Dataset excerpts on object pointing:
== == ==
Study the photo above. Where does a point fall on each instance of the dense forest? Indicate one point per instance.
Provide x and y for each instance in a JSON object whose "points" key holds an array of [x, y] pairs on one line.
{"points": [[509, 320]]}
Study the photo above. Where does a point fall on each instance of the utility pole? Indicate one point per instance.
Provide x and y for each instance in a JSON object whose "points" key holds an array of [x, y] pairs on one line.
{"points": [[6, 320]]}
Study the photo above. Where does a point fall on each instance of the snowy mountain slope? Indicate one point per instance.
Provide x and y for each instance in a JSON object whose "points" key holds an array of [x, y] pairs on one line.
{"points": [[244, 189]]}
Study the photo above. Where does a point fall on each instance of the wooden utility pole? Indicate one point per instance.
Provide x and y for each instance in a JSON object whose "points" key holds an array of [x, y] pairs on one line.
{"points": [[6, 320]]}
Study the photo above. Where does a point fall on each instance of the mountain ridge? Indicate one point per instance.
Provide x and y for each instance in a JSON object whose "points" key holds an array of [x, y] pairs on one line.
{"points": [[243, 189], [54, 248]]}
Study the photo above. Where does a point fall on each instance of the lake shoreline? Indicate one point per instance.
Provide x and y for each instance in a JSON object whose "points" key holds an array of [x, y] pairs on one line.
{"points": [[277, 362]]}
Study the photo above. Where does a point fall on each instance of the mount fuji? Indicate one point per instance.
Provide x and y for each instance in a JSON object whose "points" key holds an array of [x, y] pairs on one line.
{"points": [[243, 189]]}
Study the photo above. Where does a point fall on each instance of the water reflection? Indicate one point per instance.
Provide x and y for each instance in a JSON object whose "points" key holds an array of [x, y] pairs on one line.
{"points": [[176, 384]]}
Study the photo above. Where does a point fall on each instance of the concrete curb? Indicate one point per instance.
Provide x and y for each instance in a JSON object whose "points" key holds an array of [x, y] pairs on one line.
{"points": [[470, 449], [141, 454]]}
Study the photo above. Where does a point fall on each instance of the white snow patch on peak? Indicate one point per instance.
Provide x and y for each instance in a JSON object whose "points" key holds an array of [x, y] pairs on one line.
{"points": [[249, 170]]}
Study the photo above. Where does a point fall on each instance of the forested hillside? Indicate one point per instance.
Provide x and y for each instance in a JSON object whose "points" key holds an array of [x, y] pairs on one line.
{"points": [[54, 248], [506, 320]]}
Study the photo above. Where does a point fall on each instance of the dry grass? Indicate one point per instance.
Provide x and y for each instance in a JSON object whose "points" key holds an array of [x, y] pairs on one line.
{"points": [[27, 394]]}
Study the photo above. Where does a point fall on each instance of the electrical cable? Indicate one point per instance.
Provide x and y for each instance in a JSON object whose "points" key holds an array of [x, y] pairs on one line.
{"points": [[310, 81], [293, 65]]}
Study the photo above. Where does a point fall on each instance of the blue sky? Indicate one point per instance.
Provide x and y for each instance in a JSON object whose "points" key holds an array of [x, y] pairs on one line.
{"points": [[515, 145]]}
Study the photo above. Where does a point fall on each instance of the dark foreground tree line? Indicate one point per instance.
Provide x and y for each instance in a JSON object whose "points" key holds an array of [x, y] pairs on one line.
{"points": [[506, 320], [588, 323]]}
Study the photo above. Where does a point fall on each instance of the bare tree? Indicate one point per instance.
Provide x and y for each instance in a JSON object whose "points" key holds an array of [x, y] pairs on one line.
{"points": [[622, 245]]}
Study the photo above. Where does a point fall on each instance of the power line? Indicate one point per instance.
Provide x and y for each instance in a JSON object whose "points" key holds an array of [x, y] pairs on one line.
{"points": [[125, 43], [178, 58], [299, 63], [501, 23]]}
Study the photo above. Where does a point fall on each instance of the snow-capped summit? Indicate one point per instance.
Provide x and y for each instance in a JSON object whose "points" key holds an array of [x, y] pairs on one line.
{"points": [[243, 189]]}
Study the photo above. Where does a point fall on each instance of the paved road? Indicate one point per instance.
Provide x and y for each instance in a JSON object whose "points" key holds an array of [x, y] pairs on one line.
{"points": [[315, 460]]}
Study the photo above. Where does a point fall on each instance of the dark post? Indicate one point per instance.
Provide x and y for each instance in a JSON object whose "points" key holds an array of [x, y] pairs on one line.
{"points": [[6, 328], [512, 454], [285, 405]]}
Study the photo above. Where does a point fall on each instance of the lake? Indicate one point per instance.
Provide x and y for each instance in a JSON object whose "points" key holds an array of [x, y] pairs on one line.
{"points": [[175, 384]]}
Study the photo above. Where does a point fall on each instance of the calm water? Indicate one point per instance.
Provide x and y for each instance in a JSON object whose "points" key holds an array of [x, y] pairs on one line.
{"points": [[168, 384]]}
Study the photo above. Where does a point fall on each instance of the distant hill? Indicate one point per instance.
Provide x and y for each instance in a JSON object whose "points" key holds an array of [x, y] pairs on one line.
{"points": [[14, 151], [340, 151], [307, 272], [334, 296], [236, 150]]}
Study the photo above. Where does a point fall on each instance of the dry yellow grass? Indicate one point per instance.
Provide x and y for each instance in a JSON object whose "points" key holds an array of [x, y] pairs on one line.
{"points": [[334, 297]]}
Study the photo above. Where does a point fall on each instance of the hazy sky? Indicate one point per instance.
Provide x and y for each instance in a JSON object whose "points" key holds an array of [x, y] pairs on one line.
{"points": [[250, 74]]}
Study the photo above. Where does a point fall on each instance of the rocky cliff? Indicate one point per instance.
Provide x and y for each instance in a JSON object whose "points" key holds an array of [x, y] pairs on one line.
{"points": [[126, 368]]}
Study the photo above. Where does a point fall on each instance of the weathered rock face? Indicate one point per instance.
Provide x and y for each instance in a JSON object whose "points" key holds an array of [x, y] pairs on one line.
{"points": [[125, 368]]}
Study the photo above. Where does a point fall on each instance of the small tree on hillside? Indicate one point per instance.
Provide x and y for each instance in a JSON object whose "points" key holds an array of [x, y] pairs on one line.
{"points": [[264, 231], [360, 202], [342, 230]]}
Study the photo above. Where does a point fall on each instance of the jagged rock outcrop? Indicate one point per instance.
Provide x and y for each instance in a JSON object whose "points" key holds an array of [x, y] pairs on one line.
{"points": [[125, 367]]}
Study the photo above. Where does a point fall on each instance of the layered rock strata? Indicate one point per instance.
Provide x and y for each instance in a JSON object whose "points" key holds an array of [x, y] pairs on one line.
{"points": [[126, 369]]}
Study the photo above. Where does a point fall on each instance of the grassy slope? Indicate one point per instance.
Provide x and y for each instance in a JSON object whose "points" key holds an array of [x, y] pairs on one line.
== == ==
Instructions for the task — Set down exactly what runs from the line with "face? Indicate one point per instance." to the last line of the data above, including both of those lines and no others.

Final result —
Study the photo above. Where does a point fall on each instance of the weathered rock face? Indicate one point per instance.
Provide x and y for each instance in a JSON object whose "points" key holds an array of [x, y] pairs on one line.
{"points": [[125, 368]]}
Study the photo above. Where does a point fall on each instance of the small tree on hillside? Indicate one point per instance.
Provide x and y for each instance in a JSON object whose "points" key holds an array of [x, y] pairs on one line.
{"points": [[264, 231], [360, 202], [342, 230]]}
Study the photo above. Where does a point fall on each instance of the jagged rock outcrop? Indicate one point per instance.
Provide x and y for each instance in a JSON object whose "points" key holds an array of [x, y] pairs on one line.
{"points": [[125, 367]]}
Study the photo above. Where does a point fall on each instance of the layered rock strata? Indicate one point per instance.
Provide x and y for each instance in a JSON object whose "points" key holds an array of [x, y] pairs on one line.
{"points": [[126, 369]]}
Study the photo above. Where does a point fall on each instance of the grassy slope? Indicate one point per instance.
Provide x and y for each instance in a JSON object whose "points" key holds an array of [x, y] pairs on one line.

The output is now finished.